## RECORDS TO USE
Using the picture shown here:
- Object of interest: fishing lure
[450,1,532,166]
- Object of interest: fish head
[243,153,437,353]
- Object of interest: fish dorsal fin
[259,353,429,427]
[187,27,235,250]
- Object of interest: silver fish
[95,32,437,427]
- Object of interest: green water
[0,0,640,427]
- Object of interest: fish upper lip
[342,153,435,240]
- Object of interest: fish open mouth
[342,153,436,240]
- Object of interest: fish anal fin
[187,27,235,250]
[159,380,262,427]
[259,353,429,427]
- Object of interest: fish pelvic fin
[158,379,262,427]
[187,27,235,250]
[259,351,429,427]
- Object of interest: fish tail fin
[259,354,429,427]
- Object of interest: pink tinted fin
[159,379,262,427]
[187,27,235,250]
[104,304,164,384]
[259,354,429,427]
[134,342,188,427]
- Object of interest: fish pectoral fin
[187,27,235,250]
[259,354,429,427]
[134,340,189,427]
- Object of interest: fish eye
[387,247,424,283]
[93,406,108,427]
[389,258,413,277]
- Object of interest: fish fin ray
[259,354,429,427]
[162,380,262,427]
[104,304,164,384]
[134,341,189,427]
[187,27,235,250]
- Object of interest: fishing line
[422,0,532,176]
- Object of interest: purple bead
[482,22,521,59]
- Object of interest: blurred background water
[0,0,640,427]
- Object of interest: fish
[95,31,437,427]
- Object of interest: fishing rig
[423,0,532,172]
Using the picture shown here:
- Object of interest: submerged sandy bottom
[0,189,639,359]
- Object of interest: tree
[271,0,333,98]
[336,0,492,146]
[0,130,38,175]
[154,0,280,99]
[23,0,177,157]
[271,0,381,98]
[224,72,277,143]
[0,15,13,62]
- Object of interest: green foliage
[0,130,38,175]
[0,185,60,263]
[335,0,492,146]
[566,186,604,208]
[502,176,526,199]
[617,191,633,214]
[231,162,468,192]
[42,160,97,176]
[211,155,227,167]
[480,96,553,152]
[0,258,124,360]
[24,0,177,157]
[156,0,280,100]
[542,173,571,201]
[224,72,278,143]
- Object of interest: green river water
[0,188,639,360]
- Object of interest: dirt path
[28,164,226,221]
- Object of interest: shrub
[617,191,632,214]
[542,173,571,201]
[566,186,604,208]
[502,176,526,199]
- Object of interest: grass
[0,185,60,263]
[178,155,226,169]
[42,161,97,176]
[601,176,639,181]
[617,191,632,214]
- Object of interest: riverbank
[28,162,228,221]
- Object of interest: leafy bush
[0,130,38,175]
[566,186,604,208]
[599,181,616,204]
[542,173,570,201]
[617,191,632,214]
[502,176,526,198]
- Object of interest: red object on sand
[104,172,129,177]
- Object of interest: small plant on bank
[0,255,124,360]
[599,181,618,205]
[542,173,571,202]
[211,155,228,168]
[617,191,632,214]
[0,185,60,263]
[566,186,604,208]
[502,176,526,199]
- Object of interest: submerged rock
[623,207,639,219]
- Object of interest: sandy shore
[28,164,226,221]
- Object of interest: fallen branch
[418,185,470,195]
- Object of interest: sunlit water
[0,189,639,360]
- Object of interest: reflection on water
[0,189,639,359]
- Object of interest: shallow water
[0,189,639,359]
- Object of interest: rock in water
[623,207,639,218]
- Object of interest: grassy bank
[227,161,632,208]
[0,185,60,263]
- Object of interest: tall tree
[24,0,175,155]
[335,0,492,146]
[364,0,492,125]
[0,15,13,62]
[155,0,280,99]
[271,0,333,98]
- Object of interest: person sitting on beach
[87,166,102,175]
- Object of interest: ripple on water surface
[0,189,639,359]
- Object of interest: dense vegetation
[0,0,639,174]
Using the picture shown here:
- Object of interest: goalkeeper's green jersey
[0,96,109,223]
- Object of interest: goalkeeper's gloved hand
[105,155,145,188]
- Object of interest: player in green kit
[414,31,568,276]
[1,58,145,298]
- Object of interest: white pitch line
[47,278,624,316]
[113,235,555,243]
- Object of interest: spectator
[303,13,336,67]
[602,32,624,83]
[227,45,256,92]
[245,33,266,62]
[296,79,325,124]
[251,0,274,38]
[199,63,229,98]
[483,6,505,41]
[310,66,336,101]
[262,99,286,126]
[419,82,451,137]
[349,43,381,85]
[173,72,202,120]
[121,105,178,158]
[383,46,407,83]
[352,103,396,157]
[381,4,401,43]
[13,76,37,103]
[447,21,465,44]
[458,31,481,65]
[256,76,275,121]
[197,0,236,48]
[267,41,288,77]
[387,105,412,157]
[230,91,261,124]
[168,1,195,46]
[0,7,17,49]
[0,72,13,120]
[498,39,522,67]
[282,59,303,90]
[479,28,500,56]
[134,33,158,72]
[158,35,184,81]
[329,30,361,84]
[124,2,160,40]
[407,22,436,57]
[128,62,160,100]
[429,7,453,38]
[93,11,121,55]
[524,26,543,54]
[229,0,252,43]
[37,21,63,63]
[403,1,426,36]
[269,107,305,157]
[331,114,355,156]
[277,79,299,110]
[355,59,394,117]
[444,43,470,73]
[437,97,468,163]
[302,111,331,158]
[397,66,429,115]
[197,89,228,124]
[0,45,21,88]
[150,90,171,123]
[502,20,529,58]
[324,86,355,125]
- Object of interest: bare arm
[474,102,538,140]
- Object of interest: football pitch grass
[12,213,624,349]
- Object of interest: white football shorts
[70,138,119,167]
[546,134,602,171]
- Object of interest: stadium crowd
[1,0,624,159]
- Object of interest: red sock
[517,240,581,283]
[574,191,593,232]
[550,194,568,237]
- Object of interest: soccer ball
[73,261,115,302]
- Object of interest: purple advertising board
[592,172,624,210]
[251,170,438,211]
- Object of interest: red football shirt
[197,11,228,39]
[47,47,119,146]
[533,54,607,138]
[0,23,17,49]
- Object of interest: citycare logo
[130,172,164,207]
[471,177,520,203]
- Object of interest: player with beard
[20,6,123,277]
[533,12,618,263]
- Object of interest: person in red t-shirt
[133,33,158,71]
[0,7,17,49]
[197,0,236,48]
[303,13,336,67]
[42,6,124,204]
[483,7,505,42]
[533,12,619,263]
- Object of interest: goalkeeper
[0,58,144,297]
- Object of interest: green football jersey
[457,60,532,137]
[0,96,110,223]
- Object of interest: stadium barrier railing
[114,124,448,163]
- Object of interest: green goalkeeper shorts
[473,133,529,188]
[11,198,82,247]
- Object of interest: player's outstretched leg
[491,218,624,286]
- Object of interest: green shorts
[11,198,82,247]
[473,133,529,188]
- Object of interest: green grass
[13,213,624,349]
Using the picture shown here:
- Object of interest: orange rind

## DO THIS
Reproduce every one of the items above word for word, keeping each line unchanged and in its original order.

## EXERCISE SOLUTION
Using the picture shown here:
- Object of interest: fishing lure
[450,1,532,166]
- Object of interest: fish head
[243,153,437,353]
- Object of interest: fish dorsal fin
[259,353,429,427]
[187,27,235,250]
- Object of interest: silver fish
[95,32,437,427]
- Object of interest: green water
[0,0,640,427]
- Object of interest: fish upper lip
[342,153,435,240]
- Object of interest: fish open mouth
[342,153,436,240]
- Object of interest: fish anal fin
[187,27,235,250]
[159,380,262,427]
[259,353,429,427]
- Object of interest: fish pelvic fin
[158,379,262,427]
[187,27,235,250]
[259,351,429,427]
- Object of interest: fish tail fin
[259,354,429,427]
- Object of interest: pink tinted fin
[159,379,262,427]
[187,27,235,250]
[104,304,164,384]
[259,354,429,427]
[134,342,188,427]
- Object of interest: fish pectoral fin
[187,27,235,250]
[259,354,429,427]
[134,340,189,427]
- Object of interest: fish eye
[387,247,424,283]
[93,406,108,427]
[389,258,413,277]
- Object of interest: fish fin ray
[259,354,429,427]
[162,380,262,427]
[104,304,164,384]
[134,341,189,427]
[187,27,235,250]
- Object of interest: fishing line
[422,0,532,176]
- Object of interest: purple bead
[482,22,521,59]
- Object of interest: blurred background water
[0,0,640,427]
- Object of interest: fish
[95,31,437,427]
- Object of interest: fishing rig
[423,0,532,172]
Using the picture shown here:
- Object of interest: submerged sandy bottom
[0,189,639,359]
- Object of interest: tree
[271,0,333,98]
[336,0,492,146]
[0,130,38,175]
[154,0,280,99]
[23,0,177,157]
[271,0,381,98]
[224,72,277,143]
[0,15,13,62]
- Object of interest: green foliage
[0,130,38,175]
[0,185,60,263]
[335,0,492,146]
[566,186,604,208]
[502,176,526,199]
[617,191,633,214]
[231,162,468,192]
[42,160,97,176]
[211,155,227,167]
[480,96,553,152]
[0,258,124,360]
[24,0,177,157]
[156,0,280,100]
[542,173,571,201]
[224,72,278,143]
- Object of interest: green river water
[0,188,639,360]
- Object of interest: dirt path
[28,164,226,221]
- Object of interest: shrub
[617,191,632,214]
[542,173,571,201]
[566,186,604,208]
[502,176,526,199]
- Object of interest: grass
[0,185,60,263]
[178,155,226,169]
[42,161,97,176]
[601,176,639,181]
[617,191,632,214]
- Object of interest: riverbank
[28,162,228,221]
- Object of interest: leafy bush
[0,130,38,175]
[566,186,604,208]
[599,181,616,204]
[542,173,570,201]
[617,191,632,214]
[502,176,526,198]
- Object of interest: red object on sand
[104,172,129,177]
- Object of interest: small plant on bank
[0,255,124,360]
[599,181,618,205]
[542,173,571,202]
[211,155,228,168]
[617,191,632,214]
[0,185,60,263]
[566,186,604,208]
[502,176,526,199]
- Object of interest: submerged rock
[623,207,639,219]
- Object of interest: sandy shore
[28,164,226,221]
- Object of interest: fallen branch
[418,185,470,195]
- Object of interest: sunlit water
[0,189,639,360]
- Object of interest: reflection on water
[0,189,639,359]
- Object of interest: shallow water
[0,189,639,359]
- Object of interest: rock in water
[623,207,639,218]
- Object of interest: grassy bank
[227,161,632,208]
[0,185,60,263]
- Object of interest: tall tree
[24,0,175,155]
[335,0,492,146]
[364,0,492,125]
[0,15,13,62]
[155,0,280,99]
[271,0,333,98]
- Object of interest: person sitting on beach
[87,166,102,175]
- Object of interest: ripple on water surface
[0,189,639,359]
- Object of interest: dense vegetation
[0,0,639,174]
Using the picture shown here:
- Object of interest: goalkeeper's green jersey
[0,96,109,223]
- Object of interest: goalkeeper's gloved hand
[105,155,145,188]
- Object of interest: player in green kit
[414,31,568,276]
[1,58,145,298]
- Object of interest: white pitch line
[47,278,624,316]
[113,235,555,243]
- Object of interest: spectator
[303,13,336,67]
[602,32,624,83]
[227,45,256,92]
[245,33,266,62]
[296,79,325,124]
[251,0,274,38]
[199,63,229,98]
[483,6,505,41]
[310,66,336,101]
[262,99,286,126]
[419,82,451,137]
[349,43,381,85]
[173,72,202,120]
[121,105,178,158]
[383,46,407,83]
[352,103,396,157]
[381,4,401,43]
[13,76,37,103]
[447,21,465,44]
[458,31,481,65]
[256,76,275,121]
[197,0,236,48]
[267,41,288,77]
[387,105,412,157]
[230,91,261,124]
[168,1,195,46]
[0,7,17,49]
[0,72,13,120]
[498,39,522,67]
[282,59,303,90]
[479,28,500,56]
[134,33,158,72]
[158,35,184,81]
[329,30,361,84]
[124,2,160,40]
[407,22,436,57]
[128,62,160,100]
[429,7,453,38]
[93,11,121,55]
[524,26,543,54]
[229,0,252,43]
[37,21,63,63]
[403,1,426,36]
[269,107,305,157]
[331,114,355,156]
[277,79,299,110]
[355,59,394,117]
[444,43,470,73]
[437,97,468,163]
[302,111,331,158]
[397,66,429,115]
[197,89,228,124]
[0,45,21,88]
[150,90,171,123]
[502,20,529,58]
[324,86,355,125]
- Object of interest: bare arm
[474,102,538,140]
- Object of interest: football pitch grass
[12,213,624,349]
- Object of interest: white football shorts
[70,138,119,167]
[546,134,602,171]
- Object of interest: stadium crowd
[1,0,624,159]
- Object of interest: red sock
[517,240,581,283]
[574,191,593,232]
[550,194,568,237]
- Object of interest: soccer ball
[73,261,115,302]
- Object of interest: purple advertising board
[592,172,624,210]
[251,170,438,211]
- Object of interest: red football shirt
[197,11,228,39]
[47,47,119,146]
[533,54,607,138]
[0,23,17,49]
- Object of interest: citycare logo
[130,172,164,207]
[471,177,520,203]
- Object of interest: player with beard
[20,6,123,277]
[533,12,618,263]
- Object of interest: person in red t-shirt
[133,33,158,71]
[0,7,17,49]
[197,0,236,48]
[303,13,336,67]
[42,6,124,204]
[483,7,505,42]
[533,12,619,263]
- Object of interest: goalkeeper
[0,58,144,297]
- Object of interest: green football jersey
[457,60,532,137]
[0,96,110,223]
- Object of interest: stadium barrier railing
[114,124,448,163]
- Object of interest: green goalkeeper shorts
[473,133,529,188]
[11,198,82,247]
- Object of interest: player's outstretched leg
[491,218,624,286]
- Object of interest: green shorts
[11,198,82,247]
[473,133,529,188]
- Object of interest: green grass
[13,213,624,349]
Using the picture shown here:
- Object of interest: orange rind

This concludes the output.